(Tasks and exercises):
(1) In the Brooklyn Nine-Nine episode page, write out the passage between "Episode chronology" and "November 9, 2014.", inclusive, swapping "Fox" for "NBC".
(2) Extend the article on the Brooklyn Nine-Nine episode "Jake and Sophia" from its final sentence onward.

** START Source passage **

- Episode no.: Season 2 Episode 6
- Directed by: Michael McDonald
- Written by: Tricia McAlpin & David Phillips
- Cinematography by: Giovani Lampassi
- Editing by: Cortney Carrillo
- Production code: 206
- Original air date: November 9, 2014
- Running time: 22 minutes

Guest appearances
- Eva Longoria as Sophia Perez; Stephen Root as Lynn Boyle; Sandra Bernhard as Darlene Linetti;

Episode chronology
| ← Previous "The Mole" | Next → "Lockdown" |
- Brooklyn Nine-Nine season 2

= Jake and Sophia =

"Jake and Sophia" is the sixth episode of the second season of the American television police sitcom series Brooklyn Nine-Nine. It is the 28th overall episode of the series and is written by Tricia McAlpin & David Phillips and directed by Michael McDonald. It aired on Fox in the United States on November 9, 2014.

** END Source passage **
** START Data excerpts **

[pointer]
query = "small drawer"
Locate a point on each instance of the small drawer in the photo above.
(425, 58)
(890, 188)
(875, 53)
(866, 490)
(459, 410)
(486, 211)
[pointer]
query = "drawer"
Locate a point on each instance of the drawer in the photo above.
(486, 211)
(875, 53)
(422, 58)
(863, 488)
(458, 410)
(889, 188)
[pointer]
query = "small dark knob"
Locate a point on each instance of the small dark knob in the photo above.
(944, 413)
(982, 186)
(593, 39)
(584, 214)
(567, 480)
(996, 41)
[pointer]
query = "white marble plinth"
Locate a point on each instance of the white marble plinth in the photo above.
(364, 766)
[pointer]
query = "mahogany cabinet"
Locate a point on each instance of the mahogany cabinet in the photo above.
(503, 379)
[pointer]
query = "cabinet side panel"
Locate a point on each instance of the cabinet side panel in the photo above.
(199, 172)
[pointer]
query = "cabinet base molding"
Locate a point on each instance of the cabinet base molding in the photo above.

** END Data excerpts **

(Expected answers):
(1)
Episode chronology
| ← Previous "The Mole" | Next → "Lockdown" |
- Brooklyn Nine-Nine season 2

= Jake and Sophia =

"Jake and Sophia" is the sixth episode of the second season of the American television police sitcom series Brooklyn Nine-Nine. It is the 28th overall episode of the series and is written by Tricia McAlpin & David Phillips and directed by Michael McDonald. It aired on NBC in the United States on November 9, 2014.

(2)
The show revolves around the fictitious 99th precinct of the New York Police Department in Brooklyn and the officers and detectives that work in the precinct. Jake Peralta (Andy Samberg) is an immature yet very talented detective in the precinct with an astounding record of crimes solved, putting him in a competition with fellow detective Amy Santiago (Melissa Fumero). The precinct's status changes when the Captain is retiring and a new commanding officer, Cpt. Raymond Holt (Andre Braugher) is appointed as the newest Captain. This creates a conflict between Jake and Holt over their respective methods in the field. In the episode, Jake has a romantic encounter with a woman named Sophia but he then finds out that she's an attorney representing a criminal Jake arrested. Meanwhile, Amy runs for union rep as Scully is not a good representative for the union while Boyle and Gina fight for a reservation date they organized before they broke up.

The episode was seen by an estimated 3.99 million household viewers and gained a 1.9/5 ratings share among adults aged 18–49, according to Nielsen Media Research. The episode received mostly positive reviews from critics, who praised Eva Longoria's performance in the episode as well as Boyle's and Gina's subplot.

==Plot==
In the cold open, Jake and the squad speculate why Amy is late for work for the first time. Holt ends up correctly predicting that she was held up at the bank.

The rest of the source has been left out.